■ Task data
--------------------------------

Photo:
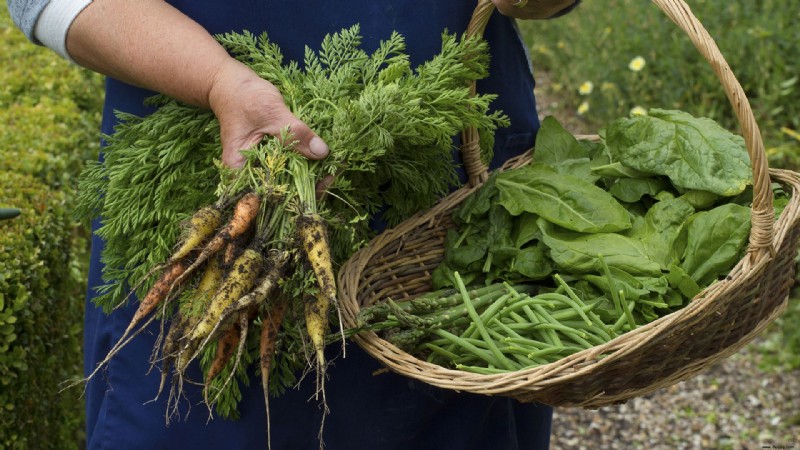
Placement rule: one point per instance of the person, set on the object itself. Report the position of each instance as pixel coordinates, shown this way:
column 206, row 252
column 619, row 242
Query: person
column 148, row 46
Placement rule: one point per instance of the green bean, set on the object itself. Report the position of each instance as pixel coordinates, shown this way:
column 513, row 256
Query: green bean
column 622, row 321
column 485, row 355
column 539, row 317
column 505, row 362
column 480, row 370
column 436, row 350
column 487, row 315
column 573, row 300
column 627, row 309
column 505, row 328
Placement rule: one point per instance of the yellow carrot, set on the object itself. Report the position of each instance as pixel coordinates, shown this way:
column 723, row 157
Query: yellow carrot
column 201, row 226
column 244, row 215
column 314, row 241
column 238, row 282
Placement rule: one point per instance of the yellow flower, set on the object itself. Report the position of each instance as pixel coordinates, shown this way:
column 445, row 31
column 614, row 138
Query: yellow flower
column 606, row 86
column 637, row 64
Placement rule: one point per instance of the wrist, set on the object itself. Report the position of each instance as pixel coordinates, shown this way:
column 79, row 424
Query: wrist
column 229, row 78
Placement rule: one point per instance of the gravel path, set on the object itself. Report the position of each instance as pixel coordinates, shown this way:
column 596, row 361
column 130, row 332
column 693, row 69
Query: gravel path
column 732, row 405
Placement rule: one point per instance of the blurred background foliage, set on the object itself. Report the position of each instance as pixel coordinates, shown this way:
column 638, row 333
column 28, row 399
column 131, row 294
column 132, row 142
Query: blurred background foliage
column 607, row 59
column 612, row 58
column 50, row 116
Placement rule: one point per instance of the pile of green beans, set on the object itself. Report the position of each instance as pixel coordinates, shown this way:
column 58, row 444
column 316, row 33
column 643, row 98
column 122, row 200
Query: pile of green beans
column 497, row 328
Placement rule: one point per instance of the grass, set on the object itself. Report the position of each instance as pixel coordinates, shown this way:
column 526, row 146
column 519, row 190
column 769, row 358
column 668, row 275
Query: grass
column 612, row 58
column 608, row 58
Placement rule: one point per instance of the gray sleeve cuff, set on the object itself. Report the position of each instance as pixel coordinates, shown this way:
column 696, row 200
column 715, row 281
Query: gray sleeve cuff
column 53, row 24
column 24, row 14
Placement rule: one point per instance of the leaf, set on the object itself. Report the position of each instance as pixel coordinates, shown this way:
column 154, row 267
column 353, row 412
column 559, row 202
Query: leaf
column 660, row 228
column 680, row 280
column 477, row 204
column 580, row 253
column 525, row 229
column 716, row 240
column 562, row 199
column 632, row 190
column 532, row 263
column 559, row 149
column 696, row 153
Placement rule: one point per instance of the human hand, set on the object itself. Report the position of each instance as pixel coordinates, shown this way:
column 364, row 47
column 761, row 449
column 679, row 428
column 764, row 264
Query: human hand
column 248, row 108
column 531, row 9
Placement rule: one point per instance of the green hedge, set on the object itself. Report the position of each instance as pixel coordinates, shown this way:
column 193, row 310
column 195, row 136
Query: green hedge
column 41, row 291
column 50, row 111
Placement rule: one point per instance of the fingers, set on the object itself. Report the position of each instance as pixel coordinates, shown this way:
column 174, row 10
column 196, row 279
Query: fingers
column 322, row 186
column 249, row 108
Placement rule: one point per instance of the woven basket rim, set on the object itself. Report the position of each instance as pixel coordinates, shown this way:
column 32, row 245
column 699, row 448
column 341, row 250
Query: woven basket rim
column 767, row 235
column 743, row 270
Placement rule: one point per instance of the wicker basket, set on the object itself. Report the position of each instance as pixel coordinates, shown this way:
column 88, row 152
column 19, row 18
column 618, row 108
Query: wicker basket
column 718, row 322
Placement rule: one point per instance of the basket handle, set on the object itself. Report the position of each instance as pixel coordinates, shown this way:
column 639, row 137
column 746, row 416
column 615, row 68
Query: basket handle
column 762, row 212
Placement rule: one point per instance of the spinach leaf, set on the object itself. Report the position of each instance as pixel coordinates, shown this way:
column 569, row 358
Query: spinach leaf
column 533, row 263
column 580, row 253
column 558, row 148
column 565, row 200
column 632, row 190
column 716, row 240
column 660, row 228
column 696, row 153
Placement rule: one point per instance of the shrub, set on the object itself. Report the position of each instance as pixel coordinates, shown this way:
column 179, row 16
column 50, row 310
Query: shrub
column 41, row 291
column 50, row 113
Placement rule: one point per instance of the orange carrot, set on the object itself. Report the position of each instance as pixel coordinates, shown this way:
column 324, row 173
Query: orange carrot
column 225, row 347
column 157, row 294
column 244, row 215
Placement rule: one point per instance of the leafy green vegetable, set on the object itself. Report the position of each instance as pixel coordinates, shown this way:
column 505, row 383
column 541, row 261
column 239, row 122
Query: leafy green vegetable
column 568, row 201
column 696, row 153
column 715, row 242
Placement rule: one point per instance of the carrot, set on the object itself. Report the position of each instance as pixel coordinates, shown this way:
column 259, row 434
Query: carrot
column 277, row 264
column 268, row 343
column 240, row 280
column 314, row 241
column 157, row 294
column 225, row 346
column 203, row 223
column 170, row 347
column 244, row 215
column 244, row 325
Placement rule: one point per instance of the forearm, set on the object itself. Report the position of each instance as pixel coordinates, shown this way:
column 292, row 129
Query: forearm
column 150, row 44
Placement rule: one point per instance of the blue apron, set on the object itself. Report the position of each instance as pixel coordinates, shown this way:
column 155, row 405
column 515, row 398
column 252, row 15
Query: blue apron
column 367, row 411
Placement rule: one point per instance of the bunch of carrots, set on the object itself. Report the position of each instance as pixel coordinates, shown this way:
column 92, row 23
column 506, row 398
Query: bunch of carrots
column 235, row 267
column 258, row 248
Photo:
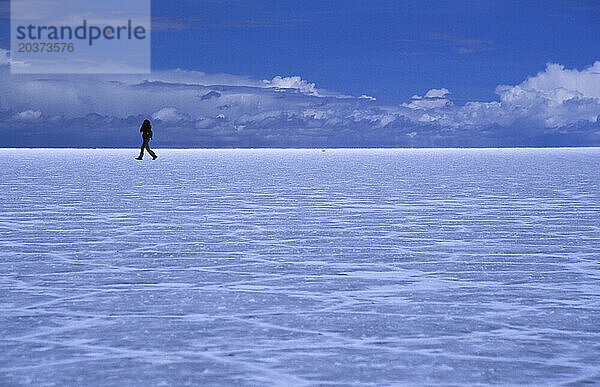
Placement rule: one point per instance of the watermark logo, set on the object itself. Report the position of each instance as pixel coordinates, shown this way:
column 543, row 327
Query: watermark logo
column 80, row 36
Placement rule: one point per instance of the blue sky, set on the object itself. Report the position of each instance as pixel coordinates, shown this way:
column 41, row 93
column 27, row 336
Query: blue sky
column 388, row 49
column 331, row 73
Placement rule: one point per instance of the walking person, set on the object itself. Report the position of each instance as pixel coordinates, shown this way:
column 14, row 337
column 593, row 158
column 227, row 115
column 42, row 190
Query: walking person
column 146, row 131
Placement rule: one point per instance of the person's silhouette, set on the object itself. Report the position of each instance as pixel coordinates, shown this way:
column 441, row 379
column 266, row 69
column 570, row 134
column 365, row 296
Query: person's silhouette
column 146, row 130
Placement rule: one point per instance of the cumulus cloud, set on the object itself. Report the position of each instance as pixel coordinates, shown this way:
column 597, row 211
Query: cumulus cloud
column 27, row 115
column 437, row 93
column 295, row 82
column 555, row 106
column 169, row 114
column 434, row 98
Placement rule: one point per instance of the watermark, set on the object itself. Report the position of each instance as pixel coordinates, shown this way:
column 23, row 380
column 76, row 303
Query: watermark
column 80, row 36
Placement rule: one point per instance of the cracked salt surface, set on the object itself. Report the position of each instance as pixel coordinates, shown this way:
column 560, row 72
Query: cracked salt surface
column 299, row 267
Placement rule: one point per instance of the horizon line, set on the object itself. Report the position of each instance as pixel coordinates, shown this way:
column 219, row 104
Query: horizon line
column 309, row 148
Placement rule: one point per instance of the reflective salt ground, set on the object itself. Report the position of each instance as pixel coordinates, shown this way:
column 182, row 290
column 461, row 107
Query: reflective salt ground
column 294, row 267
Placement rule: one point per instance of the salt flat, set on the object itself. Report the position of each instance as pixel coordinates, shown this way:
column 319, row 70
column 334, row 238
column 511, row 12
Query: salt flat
column 299, row 267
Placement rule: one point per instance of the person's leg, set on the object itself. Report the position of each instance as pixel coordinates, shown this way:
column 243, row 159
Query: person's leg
column 150, row 151
column 144, row 145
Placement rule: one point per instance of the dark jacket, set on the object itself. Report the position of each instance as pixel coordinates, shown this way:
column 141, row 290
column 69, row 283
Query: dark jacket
column 146, row 131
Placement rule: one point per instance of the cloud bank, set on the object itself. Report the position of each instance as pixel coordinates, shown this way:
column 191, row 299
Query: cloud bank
column 557, row 106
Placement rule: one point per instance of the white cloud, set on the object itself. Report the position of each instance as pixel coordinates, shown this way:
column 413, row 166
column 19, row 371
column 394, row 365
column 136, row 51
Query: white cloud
column 437, row 93
column 433, row 99
column 28, row 115
column 169, row 114
column 294, row 82
column 227, row 105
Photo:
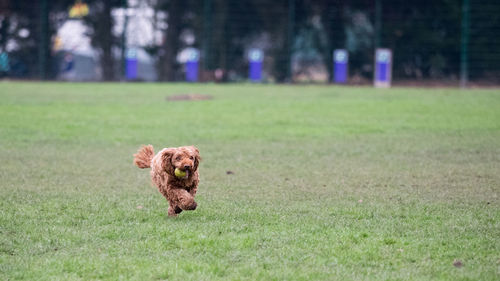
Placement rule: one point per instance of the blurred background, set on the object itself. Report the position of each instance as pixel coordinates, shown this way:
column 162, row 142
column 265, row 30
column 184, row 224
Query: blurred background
column 434, row 42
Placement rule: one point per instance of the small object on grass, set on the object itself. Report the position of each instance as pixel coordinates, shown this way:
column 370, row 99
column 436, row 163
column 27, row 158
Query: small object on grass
column 178, row 173
column 457, row 263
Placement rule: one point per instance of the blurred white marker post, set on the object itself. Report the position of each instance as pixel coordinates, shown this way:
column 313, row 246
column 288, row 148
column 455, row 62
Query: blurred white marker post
column 383, row 68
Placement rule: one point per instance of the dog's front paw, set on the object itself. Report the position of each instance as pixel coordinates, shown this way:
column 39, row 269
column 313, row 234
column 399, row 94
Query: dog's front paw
column 192, row 206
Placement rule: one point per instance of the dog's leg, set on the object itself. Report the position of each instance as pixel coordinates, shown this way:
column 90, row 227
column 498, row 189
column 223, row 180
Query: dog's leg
column 182, row 199
column 173, row 211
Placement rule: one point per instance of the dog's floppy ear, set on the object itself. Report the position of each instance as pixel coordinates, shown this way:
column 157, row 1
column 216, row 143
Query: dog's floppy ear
column 166, row 160
column 197, row 157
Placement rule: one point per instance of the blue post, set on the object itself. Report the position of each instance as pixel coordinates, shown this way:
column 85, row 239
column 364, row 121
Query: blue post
column 131, row 64
column 340, row 66
column 383, row 68
column 192, row 66
column 255, row 58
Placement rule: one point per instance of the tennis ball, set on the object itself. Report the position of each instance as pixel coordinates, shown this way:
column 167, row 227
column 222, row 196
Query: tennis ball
column 178, row 173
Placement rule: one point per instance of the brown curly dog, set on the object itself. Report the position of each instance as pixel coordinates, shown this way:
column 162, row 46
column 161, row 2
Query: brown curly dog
column 179, row 191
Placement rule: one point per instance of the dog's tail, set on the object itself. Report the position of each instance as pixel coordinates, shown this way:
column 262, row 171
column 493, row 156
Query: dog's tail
column 143, row 157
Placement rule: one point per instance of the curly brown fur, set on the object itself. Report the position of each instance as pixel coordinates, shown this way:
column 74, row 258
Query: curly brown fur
column 179, row 192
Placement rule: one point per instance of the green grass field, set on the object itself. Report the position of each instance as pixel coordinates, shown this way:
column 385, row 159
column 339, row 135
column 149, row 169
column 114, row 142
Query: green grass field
column 328, row 183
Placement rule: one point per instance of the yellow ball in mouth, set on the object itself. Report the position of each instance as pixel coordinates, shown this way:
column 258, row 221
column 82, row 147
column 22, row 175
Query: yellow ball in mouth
column 178, row 173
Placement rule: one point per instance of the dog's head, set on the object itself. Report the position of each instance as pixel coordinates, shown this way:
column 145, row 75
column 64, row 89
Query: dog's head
column 184, row 158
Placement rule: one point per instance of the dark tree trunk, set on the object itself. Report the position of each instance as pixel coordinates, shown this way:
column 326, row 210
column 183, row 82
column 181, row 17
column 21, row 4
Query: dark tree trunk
column 106, row 39
column 168, row 64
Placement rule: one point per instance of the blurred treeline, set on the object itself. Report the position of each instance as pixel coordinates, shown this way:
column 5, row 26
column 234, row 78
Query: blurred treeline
column 297, row 36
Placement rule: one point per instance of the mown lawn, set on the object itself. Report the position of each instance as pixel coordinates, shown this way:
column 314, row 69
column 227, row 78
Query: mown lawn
column 327, row 183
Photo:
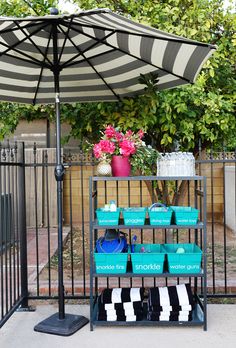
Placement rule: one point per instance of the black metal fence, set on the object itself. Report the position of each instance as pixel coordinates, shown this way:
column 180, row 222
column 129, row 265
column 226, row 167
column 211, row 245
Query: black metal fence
column 28, row 224
column 13, row 260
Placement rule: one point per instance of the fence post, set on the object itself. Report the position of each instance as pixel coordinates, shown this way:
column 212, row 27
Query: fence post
column 23, row 231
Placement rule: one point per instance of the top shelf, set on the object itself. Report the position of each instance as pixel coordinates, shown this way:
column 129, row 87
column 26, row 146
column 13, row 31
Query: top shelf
column 150, row 178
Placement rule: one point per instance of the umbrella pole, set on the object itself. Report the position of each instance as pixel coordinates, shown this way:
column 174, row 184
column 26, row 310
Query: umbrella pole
column 60, row 323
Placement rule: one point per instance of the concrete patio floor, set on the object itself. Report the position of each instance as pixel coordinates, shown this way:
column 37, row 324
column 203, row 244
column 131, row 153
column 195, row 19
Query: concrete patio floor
column 19, row 332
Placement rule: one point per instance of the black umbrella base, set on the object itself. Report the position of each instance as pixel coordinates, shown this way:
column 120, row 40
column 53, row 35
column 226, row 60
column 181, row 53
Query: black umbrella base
column 62, row 327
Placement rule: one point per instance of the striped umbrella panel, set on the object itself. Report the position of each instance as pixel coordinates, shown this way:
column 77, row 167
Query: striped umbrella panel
column 99, row 56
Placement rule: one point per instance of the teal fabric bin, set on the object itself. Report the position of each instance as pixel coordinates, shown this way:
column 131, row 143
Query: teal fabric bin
column 149, row 261
column 160, row 216
column 112, row 263
column 108, row 217
column 187, row 262
column 134, row 215
column 184, row 215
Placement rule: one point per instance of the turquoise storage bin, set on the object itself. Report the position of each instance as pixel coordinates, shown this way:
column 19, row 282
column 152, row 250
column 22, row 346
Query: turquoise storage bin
column 112, row 263
column 160, row 216
column 108, row 217
column 134, row 215
column 187, row 262
column 151, row 261
column 184, row 215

--------------------------------

■ Short exercise
Rewrite the records between the lines holding "Placement rule: one point per instance of the forearm, set" and "column 258, row 248", inclusive, swapping "blue apron" for "denim apron" and leaving everything else as it is. Give only those lines.

■ Result of the exercise
Placement rule: one point per instance of the forearm, set on the object itself. Report the position of each instance as pixel coordinates, shown this way:
column 292, row 129
Query: forearm
column 150, row 44
Placement rule: one point per instance of the denim apron, set on the object itself. Report the position of each instance as pixel coordinates, shown this way:
column 155, row 405
column 515, row 398
column 252, row 15
Query: denim apron
column 367, row 411
Placement rule: one point per instance of the bunch of carrots, set on the object itself. Report the position of each instance as pixel coordinates, shown this way:
column 92, row 23
column 506, row 398
Query: bunch of carrots
column 235, row 267
column 258, row 248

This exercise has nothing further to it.